**Given records**
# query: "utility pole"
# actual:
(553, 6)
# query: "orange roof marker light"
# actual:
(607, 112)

**Work required**
Extract every entry above as it appears.

**Full answer**
# query: "utility pole"
# actual:
(553, 6)
# query: "orange roof marker light"
# actual:
(607, 112)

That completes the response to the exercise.